**** Excerpt to read ****

Can a CO2 pipeline developer change how farmers are treated?

1 min read

From E&E News: The CEO of Summit Carbon Solutions says his company will treat landowners well. Critics say he's making empty promises, reports Mike Soraghan.

In a nutshell:

Lee Blank, CEO of Summit Carbon Solutions LLC, the company behind the world's largest carbon dioxide pipeline project, pledges improved treatment of farmers compared to previous pipeline developers. The $5.5 billion project aims to transport CO2 from Midwest ethanol plants to North Dakota for disposal, aligning with President Joe Biden's climate goals. Farmers' support is crucial, but opposition has arisen due to concerns about land damage and private company authority.

Blank highlights Summit's farmer-friendly terms, including compensation for crop loss and pipeline damage, but critics argue the terms fall short compared to renewable energy projects. Summit's pipeline plan recently faced rejection from North Dakota regulators.

****

__Challenge a__
Reproduce every line of the listing below, requests included, and shift each bounding-box coordinate in the answers by adding 91. Leave the numbers in the requests and their format samples unchanged.

**** Records for the exercise ****

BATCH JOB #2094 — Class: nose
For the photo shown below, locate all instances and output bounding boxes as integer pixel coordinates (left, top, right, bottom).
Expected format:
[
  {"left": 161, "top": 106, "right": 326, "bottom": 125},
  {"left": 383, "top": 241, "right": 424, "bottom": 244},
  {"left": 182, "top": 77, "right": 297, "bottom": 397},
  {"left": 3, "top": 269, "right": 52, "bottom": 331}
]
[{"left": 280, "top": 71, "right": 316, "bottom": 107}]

****

__Challenge b__
According to the pipeline news summary, what is the cost of the Summit Carbon Solutions project?

__Complete output a__
BATCH JOB #2094 — Class: nose
For the photo shown below, locate all instances and output bounding boxes as integer pixel coordinates (left, top, right, bottom).
Expected format:
[
  {"left": 161, "top": 106, "right": 326, "bottom": 125},
  {"left": 383, "top": 241, "right": 424, "bottom": 244},
  {"left": 182, "top": 77, "right": 297, "bottom": 397},
  {"left": 3, "top": 269, "right": 52, "bottom": 331}
]
[{"left": 371, "top": 162, "right": 407, "bottom": 198}]

__Complete output b__
$5.5 billion